Приведённый текст:
↓

Я понимала, как выгляжу. Я выглядела, как женщина с картины Хоппера. Может, девушка с полотна «Автомат»[5], в шляпке-колоколе и зеленом пальто, она смотрит в чашку кофе, окна отражают два ряда светильников, и те уплывают во тьму. Или же как героиня «Утреннего солнца»[6]: она сидит на кровати, волосы скручены в косматый узел, смотрит на город за окном. Приятное утро, свет омывает стены, тем не менее есть в ее глазах, в силуэте скул, в тонких запястьях, скрещенных на голенях, нечто одинокое. Я часто сидела вот так, рассеянно, посреди скомканного белья, и пыталась не чувствовать, стараясь просто дышать, вздох за вздохом.

Сильнее прочих тревожила меня картина «Окно гостиницы»[7]. Смотреть на нее – вглядываться в волшебный шар предсказательницы, гадалки, в искаженные черты будущего, в скудость надежды. На этом полотне женщина взрослая, напряженная, неприступная, она сидит на темно-синем диване в пустой гостиной или фойе. Облачена парадно, в элегантные рубиново-красные шляпу и пелерину, она развернулась так, чтобы видеть темнеющую улицу за окном, хотя там нет ничего, кроме мерцающей галереи и упрямого сумрачного окна в здании напротив.

Когда Хоппера спросили, откуда взялся сюжет его картины, он ответил уклончиво: «В них совсем нет ничего точного, это просто импровизация на основе увиденного. Никакое это не особенное фойе, но я много раз хаживал по Тридцатым улицам от Бродвея до Пятой авеню, там много дешевых гостиниц. Возможно, они мне подсказали. Одиноко? Да, похоже, чуть более, чем я на самом деле предполагал».

↑

Исходные строки:
↓

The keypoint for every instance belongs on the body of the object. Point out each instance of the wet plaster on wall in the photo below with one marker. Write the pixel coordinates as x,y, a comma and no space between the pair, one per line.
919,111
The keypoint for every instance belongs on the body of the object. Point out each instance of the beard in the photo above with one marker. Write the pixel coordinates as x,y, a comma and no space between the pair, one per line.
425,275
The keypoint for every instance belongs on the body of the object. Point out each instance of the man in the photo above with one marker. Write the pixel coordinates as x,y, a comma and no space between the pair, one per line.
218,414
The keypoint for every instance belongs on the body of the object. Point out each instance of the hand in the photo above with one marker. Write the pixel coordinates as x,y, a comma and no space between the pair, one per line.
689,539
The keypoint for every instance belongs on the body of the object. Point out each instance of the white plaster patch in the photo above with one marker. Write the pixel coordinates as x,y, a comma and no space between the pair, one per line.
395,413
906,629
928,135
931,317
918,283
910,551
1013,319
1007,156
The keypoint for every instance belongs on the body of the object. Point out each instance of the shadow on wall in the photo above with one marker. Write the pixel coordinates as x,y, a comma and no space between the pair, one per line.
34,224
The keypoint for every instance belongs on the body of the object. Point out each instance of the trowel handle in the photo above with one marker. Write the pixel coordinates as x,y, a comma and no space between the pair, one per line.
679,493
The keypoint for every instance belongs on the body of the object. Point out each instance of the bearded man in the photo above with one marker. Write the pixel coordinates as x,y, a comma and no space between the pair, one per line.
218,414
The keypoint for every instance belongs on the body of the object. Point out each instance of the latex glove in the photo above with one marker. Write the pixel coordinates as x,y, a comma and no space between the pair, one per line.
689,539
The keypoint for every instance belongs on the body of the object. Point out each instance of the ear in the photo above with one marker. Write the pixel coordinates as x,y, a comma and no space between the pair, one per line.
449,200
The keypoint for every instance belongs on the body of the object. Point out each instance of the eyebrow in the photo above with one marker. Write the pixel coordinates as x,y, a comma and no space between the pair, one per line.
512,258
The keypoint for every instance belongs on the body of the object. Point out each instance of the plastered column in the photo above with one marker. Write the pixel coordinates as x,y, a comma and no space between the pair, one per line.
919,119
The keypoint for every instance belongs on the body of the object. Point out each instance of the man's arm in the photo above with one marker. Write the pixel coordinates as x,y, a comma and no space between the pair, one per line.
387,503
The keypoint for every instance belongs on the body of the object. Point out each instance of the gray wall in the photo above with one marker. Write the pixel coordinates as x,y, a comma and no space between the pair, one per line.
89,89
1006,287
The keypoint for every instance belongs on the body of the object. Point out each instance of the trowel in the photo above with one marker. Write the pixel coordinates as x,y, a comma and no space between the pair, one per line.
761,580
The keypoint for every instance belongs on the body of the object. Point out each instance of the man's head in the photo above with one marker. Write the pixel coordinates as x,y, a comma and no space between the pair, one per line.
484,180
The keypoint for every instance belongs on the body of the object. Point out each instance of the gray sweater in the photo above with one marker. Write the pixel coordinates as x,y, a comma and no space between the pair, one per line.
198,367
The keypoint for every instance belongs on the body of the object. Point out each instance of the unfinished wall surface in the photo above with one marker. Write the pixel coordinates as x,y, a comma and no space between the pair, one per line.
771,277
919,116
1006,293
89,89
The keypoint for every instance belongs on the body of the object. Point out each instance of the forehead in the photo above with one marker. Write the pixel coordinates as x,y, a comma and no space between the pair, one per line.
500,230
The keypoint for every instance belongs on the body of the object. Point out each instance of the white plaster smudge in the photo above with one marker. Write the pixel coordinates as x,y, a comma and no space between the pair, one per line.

↑

Что сделать:
a - Воспроизведите без изменений фрагмент текста о картинах Хоппера от «Сильнее прочих тревожила» до «в здании напротив.».
b - Ответьте на вопросы по тексту о картинах Хоппера:
(i) В какой шляпке и в каком пальто изображена девушка с полотна «Автомат»?
(ii) На каком диване сидит женщина на картине «Окно гостиницы»?
(iii) По каким улицам Хоппер, по его словам, много раз хаживал?
c - Допишите следующую часть текста о картинах Хоппера, продолжив его после последней фразы.
Строки здесь не понадобятся.

Ответы к заданиям:
a -
Сильнее прочих тревожила меня картина «Окно гостиницы»[7]. Смотреть на нее – вглядываться в волшебный шар предсказательницы, гадалки, в искаженные черты будущего, в скудость надежды. На этом полотне женщина взрослая, напряженная, неприступная, она сидит на темно-синем диване в пустой гостиной или фойе. Облачена парадно, в элегантные рубиново-красные шляпу и пелерину, она развернулась так, чтобы видеть темнеющую улицу за окном, хотя там нет ничего, кроме мерцающей галереи и упрямого сумрачного окна в здании напротив.

b -
(i) В шляпке-колоколе и зеленом пальто.
(ii) На темно-синем диване.
(iii) По Тридцатым улицам от Бродвея до Пятой авеню.

c -
О чем Хоппер? Время от времени возникает художник, воплощающий тот или иной опыт – необязательно осознанно или желая того, но с таким ясновидением и яркостью, что связи устанавливаются неустранимо. Хопперу никогда толком не нравилась мысль, что его полотна можно однозначно определить или что одиночество – его призвание, его главная тема. «С одиночеством этим слишком носятся», – сказал он как-то раз своему другу Брайану О’Догерти[8] в одном из очень немногих своих развернутых интервью. Опять-таки в документальном фильме «Безмолвие Хоппера», когда О’Догерти спрашивает: «Можно ли сказать, что твои полотна – это размышление об отчужденности современной жизни?» Пауза, а затем Хоппер сухо отвечает: «Может, и так. А может, и нет». Позднее на вопрос, что влечет его к мрачным сценам, которые ему так близки, Хоппер расплывчато отвечает: «Кажется, все дело попросту во мне».

Отчего же тогда мы продолжаем настойчиво приписывать его работам одиночество? Очевидный ответ: на его полотнах люди обитают либо поодиночке, либо в неуютных, неразговорчивых компаниях по двое, по трое, застывшие в позах, намекающих на неприятности. Но есть и другое – то, как он осмысляет городские улицы. Как подмечает куратор Уитни Картер Фостер в «Картинах Хоппера», Хоппер обыкновенно воспроизводит на своих полотнах «особого рода пространства и пространственный опыт, свойственный Нью-Йорку, опыт, который возникает от физической близости людей, но при этом отделенности от них в силу разнообразных факторов, в том числе движением, сооружениями, окнами, стенами и светом или тьмой». Такой способ зрения часто называют вуайеристским, но городские сцены Хоппера воспроизводят и ключевой опыт одинокого бытия: то, как чувство отдельности, отгороженности или же замкнутости сочетается с почти невыносимым ощущением беззащитности.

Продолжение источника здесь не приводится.